# What the task requires
Copy each entry below unchanged; the images do not go in the copy.

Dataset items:
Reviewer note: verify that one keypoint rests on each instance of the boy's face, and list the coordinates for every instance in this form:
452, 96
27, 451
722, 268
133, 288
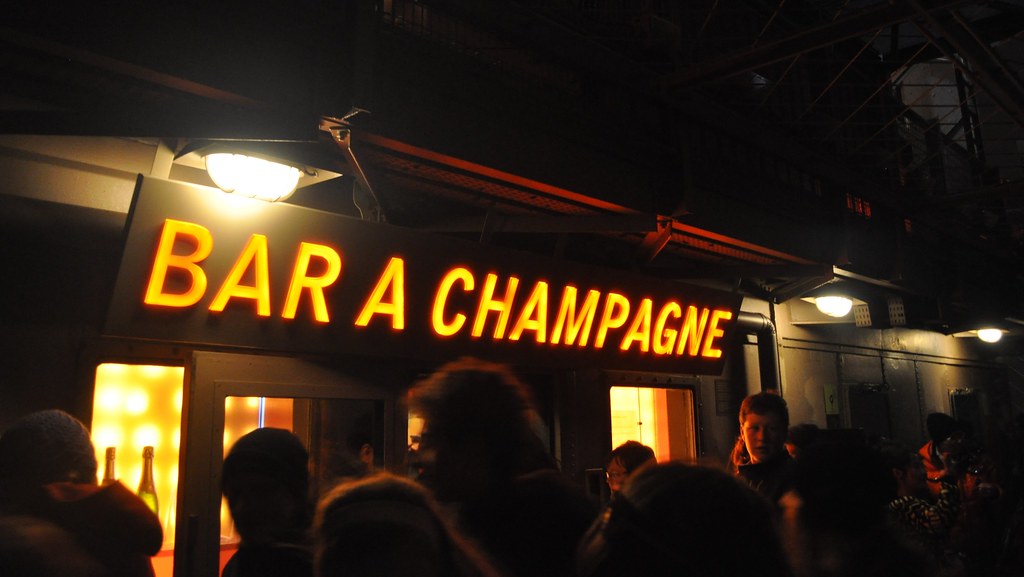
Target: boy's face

# Reply to the exercise
Reviewer note: verify that one keypoint rests on each instance of the boy's face, and list the coordinates for every instance in this form:
452, 96
27, 451
722, 268
133, 288
Target: boy's face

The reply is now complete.